== Work instruction ==
Within the records, tally the lines that contain "slope" and reply with that number only.

START Available records

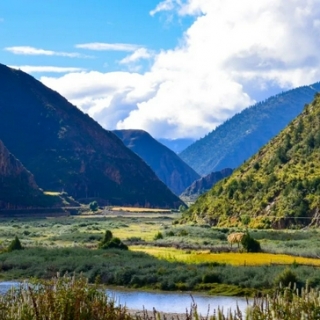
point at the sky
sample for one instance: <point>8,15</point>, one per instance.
<point>175,68</point>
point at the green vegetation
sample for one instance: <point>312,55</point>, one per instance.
<point>240,137</point>
<point>73,298</point>
<point>109,241</point>
<point>250,244</point>
<point>93,206</point>
<point>279,187</point>
<point>15,245</point>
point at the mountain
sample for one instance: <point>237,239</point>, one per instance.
<point>278,187</point>
<point>169,168</point>
<point>18,188</point>
<point>204,184</point>
<point>66,150</point>
<point>176,145</point>
<point>236,140</point>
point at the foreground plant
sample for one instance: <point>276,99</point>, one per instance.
<point>62,298</point>
<point>72,298</point>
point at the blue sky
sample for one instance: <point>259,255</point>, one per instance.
<point>176,68</point>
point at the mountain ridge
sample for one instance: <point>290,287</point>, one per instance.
<point>167,165</point>
<point>241,136</point>
<point>278,187</point>
<point>68,151</point>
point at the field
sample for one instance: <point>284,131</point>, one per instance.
<point>162,254</point>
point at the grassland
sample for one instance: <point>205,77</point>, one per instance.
<point>184,257</point>
<point>235,258</point>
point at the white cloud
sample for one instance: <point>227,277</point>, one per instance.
<point>234,53</point>
<point>141,53</point>
<point>98,46</point>
<point>42,69</point>
<point>26,50</point>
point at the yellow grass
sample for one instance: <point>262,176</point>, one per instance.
<point>236,259</point>
<point>134,209</point>
<point>51,193</point>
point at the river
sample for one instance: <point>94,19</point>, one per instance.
<point>165,302</point>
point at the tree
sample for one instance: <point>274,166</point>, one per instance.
<point>109,241</point>
<point>93,206</point>
<point>15,245</point>
<point>249,244</point>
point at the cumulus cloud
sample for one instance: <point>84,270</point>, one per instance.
<point>235,52</point>
<point>141,53</point>
<point>51,69</point>
<point>98,46</point>
<point>26,50</point>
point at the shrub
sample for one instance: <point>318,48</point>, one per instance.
<point>15,245</point>
<point>250,244</point>
<point>109,241</point>
<point>286,277</point>
<point>158,236</point>
<point>93,206</point>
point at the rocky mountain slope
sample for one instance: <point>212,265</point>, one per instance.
<point>204,184</point>
<point>68,151</point>
<point>236,140</point>
<point>169,168</point>
<point>278,187</point>
<point>18,188</point>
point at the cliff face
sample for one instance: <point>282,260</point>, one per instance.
<point>239,138</point>
<point>204,184</point>
<point>18,188</point>
<point>68,151</point>
<point>169,168</point>
<point>278,187</point>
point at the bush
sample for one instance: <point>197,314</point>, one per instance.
<point>249,244</point>
<point>109,241</point>
<point>15,245</point>
<point>286,277</point>
<point>93,206</point>
<point>158,236</point>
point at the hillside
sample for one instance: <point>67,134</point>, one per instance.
<point>169,168</point>
<point>18,188</point>
<point>68,151</point>
<point>204,184</point>
<point>176,145</point>
<point>239,138</point>
<point>278,187</point>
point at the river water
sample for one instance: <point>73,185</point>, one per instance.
<point>165,302</point>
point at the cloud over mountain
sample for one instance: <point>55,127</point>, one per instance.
<point>234,54</point>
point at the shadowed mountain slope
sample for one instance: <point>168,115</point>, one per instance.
<point>169,168</point>
<point>204,184</point>
<point>278,187</point>
<point>236,140</point>
<point>66,150</point>
<point>18,188</point>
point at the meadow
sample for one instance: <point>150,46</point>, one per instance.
<point>162,255</point>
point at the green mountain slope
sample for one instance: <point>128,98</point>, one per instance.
<point>204,184</point>
<point>239,138</point>
<point>277,187</point>
<point>169,168</point>
<point>18,188</point>
<point>68,151</point>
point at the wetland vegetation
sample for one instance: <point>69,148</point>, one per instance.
<point>184,258</point>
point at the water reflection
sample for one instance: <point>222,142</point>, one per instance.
<point>165,302</point>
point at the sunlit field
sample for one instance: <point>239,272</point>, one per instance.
<point>235,259</point>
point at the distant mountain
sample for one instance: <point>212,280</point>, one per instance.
<point>176,145</point>
<point>66,150</point>
<point>18,188</point>
<point>236,140</point>
<point>278,187</point>
<point>169,168</point>
<point>204,184</point>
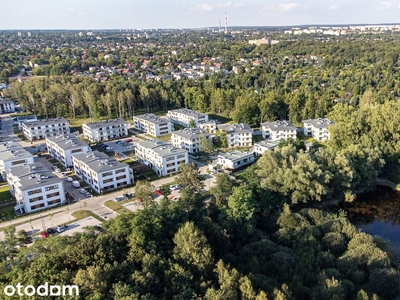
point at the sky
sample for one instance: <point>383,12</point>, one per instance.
<point>147,14</point>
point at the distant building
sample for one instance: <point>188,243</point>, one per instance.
<point>237,135</point>
<point>317,128</point>
<point>102,172</point>
<point>11,155</point>
<point>162,157</point>
<point>183,116</point>
<point>38,130</point>
<point>105,130</point>
<point>189,138</point>
<point>62,147</point>
<point>234,160</point>
<point>278,130</point>
<point>152,124</point>
<point>35,188</point>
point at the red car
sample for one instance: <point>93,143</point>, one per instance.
<point>44,234</point>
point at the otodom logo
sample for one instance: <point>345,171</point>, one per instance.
<point>42,290</point>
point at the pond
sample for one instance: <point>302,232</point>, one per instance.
<point>377,213</point>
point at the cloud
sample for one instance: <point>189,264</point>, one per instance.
<point>334,7</point>
<point>209,7</point>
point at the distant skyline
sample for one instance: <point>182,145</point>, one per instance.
<point>135,14</point>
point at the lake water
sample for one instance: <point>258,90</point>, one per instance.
<point>377,213</point>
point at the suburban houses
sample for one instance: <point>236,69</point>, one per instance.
<point>101,172</point>
<point>317,128</point>
<point>11,155</point>
<point>163,158</point>
<point>278,130</point>
<point>41,129</point>
<point>35,187</point>
<point>189,138</point>
<point>237,135</point>
<point>183,117</point>
<point>105,130</point>
<point>62,147</point>
<point>152,124</point>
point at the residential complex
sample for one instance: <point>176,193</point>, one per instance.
<point>41,129</point>
<point>11,155</point>
<point>189,138</point>
<point>278,130</point>
<point>162,157</point>
<point>262,146</point>
<point>35,187</point>
<point>183,116</point>
<point>317,128</point>
<point>62,147</point>
<point>234,160</point>
<point>105,130</point>
<point>102,172</point>
<point>6,106</point>
<point>237,135</point>
<point>152,124</point>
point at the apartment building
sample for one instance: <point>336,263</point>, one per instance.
<point>41,129</point>
<point>163,158</point>
<point>234,160</point>
<point>189,138</point>
<point>62,147</point>
<point>152,124</point>
<point>317,128</point>
<point>35,188</point>
<point>102,172</point>
<point>210,126</point>
<point>237,135</point>
<point>11,155</point>
<point>6,106</point>
<point>275,131</point>
<point>262,146</point>
<point>105,130</point>
<point>183,117</point>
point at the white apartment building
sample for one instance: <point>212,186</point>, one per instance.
<point>275,131</point>
<point>105,130</point>
<point>11,155</point>
<point>162,157</point>
<point>237,135</point>
<point>210,126</point>
<point>6,106</point>
<point>41,129</point>
<point>152,124</point>
<point>62,147</point>
<point>234,160</point>
<point>183,116</point>
<point>262,146</point>
<point>102,172</point>
<point>317,128</point>
<point>35,188</point>
<point>189,138</point>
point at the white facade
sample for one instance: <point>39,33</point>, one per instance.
<point>11,155</point>
<point>278,130</point>
<point>189,138</point>
<point>317,128</point>
<point>234,160</point>
<point>237,135</point>
<point>105,130</point>
<point>152,124</point>
<point>183,116</point>
<point>41,129</point>
<point>162,157</point>
<point>35,188</point>
<point>62,147</point>
<point>102,172</point>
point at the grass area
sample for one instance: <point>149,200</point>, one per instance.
<point>117,206</point>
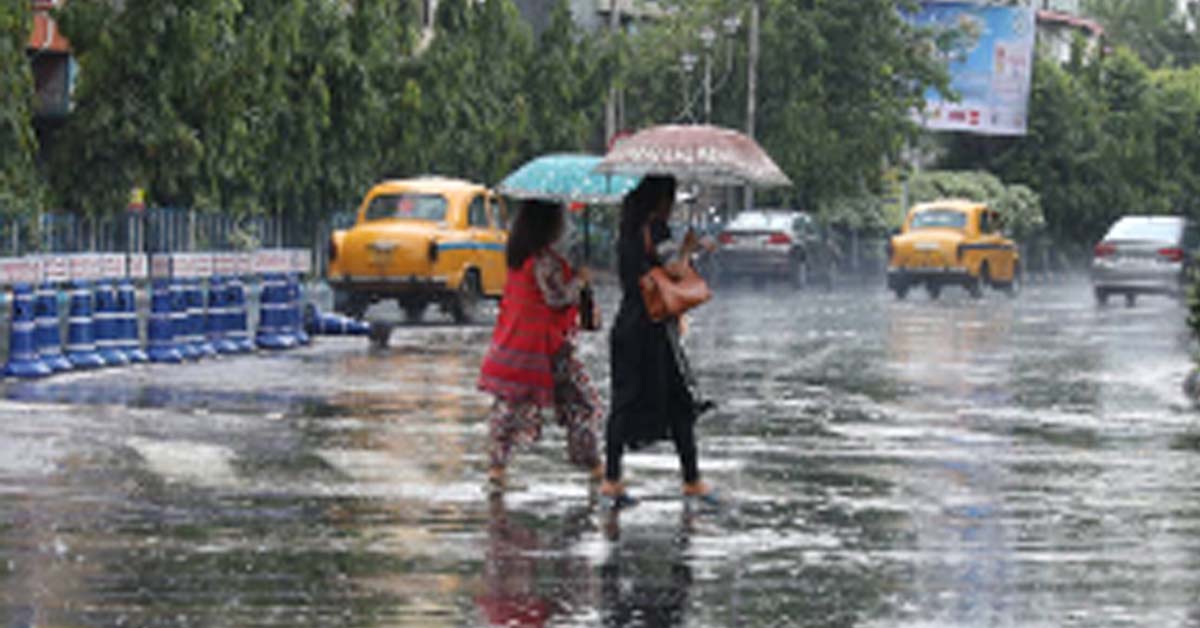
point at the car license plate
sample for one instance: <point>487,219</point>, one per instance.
<point>381,257</point>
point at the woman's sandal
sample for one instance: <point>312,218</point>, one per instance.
<point>617,502</point>
<point>703,495</point>
<point>613,496</point>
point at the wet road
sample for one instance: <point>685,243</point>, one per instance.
<point>1027,462</point>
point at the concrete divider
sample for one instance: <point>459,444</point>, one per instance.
<point>198,306</point>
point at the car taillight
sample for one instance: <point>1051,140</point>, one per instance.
<point>779,238</point>
<point>1171,253</point>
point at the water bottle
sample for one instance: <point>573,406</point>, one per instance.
<point>587,309</point>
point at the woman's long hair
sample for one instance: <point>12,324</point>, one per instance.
<point>537,226</point>
<point>643,201</point>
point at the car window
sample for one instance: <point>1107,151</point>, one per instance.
<point>945,219</point>
<point>762,221</point>
<point>407,207</point>
<point>1192,237</point>
<point>1145,229</point>
<point>499,214</point>
<point>477,214</point>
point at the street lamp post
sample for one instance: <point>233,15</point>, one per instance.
<point>709,37</point>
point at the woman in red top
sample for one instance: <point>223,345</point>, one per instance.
<point>531,365</point>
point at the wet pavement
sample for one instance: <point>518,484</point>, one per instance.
<point>1002,462</point>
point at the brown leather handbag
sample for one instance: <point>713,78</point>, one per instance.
<point>670,291</point>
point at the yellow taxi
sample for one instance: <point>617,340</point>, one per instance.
<point>952,243</point>
<point>421,241</point>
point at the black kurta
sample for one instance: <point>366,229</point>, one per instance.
<point>651,399</point>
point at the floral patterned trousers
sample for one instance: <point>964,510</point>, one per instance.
<point>576,408</point>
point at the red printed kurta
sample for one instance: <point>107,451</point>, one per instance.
<point>519,366</point>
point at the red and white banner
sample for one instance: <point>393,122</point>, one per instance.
<point>55,269</point>
<point>85,267</point>
<point>139,265</point>
<point>301,261</point>
<point>273,261</point>
<point>21,270</point>
<point>112,265</point>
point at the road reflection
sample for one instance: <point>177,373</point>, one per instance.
<point>646,578</point>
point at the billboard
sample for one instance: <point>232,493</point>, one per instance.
<point>989,52</point>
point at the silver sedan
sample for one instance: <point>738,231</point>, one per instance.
<point>1144,255</point>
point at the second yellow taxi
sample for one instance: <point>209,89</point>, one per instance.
<point>952,243</point>
<point>421,241</point>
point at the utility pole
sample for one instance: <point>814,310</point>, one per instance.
<point>751,88</point>
<point>610,111</point>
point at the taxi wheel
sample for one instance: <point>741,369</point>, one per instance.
<point>1014,286</point>
<point>465,307</point>
<point>414,311</point>
<point>975,288</point>
<point>799,274</point>
<point>351,304</point>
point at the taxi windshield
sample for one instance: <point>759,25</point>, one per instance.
<point>407,207</point>
<point>939,219</point>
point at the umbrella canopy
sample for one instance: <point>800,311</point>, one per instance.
<point>567,178</point>
<point>695,153</point>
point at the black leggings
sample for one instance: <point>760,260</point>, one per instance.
<point>683,432</point>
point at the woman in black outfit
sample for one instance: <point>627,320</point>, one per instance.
<point>652,393</point>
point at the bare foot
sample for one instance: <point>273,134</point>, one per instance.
<point>612,489</point>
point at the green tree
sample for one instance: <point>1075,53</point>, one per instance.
<point>468,112</point>
<point>1153,29</point>
<point>233,105</point>
<point>838,84</point>
<point>567,84</point>
<point>1018,205</point>
<point>19,187</point>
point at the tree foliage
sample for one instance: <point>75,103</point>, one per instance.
<point>838,84</point>
<point>295,106</point>
<point>1017,204</point>
<point>1104,139</point>
<point>1155,30</point>
<point>19,189</point>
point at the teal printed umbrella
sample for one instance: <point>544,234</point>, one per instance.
<point>567,178</point>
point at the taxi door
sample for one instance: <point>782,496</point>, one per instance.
<point>995,246</point>
<point>496,238</point>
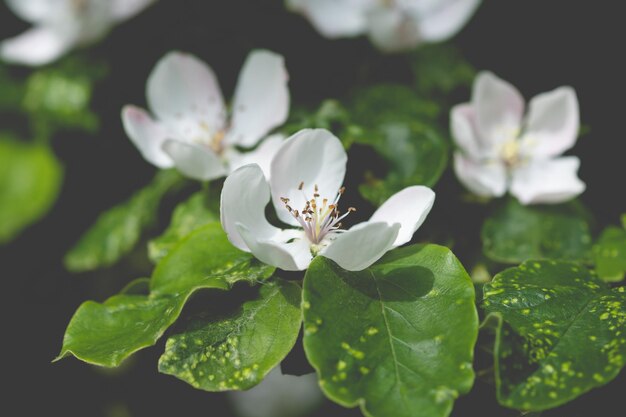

END Available records

== Task solution ==
3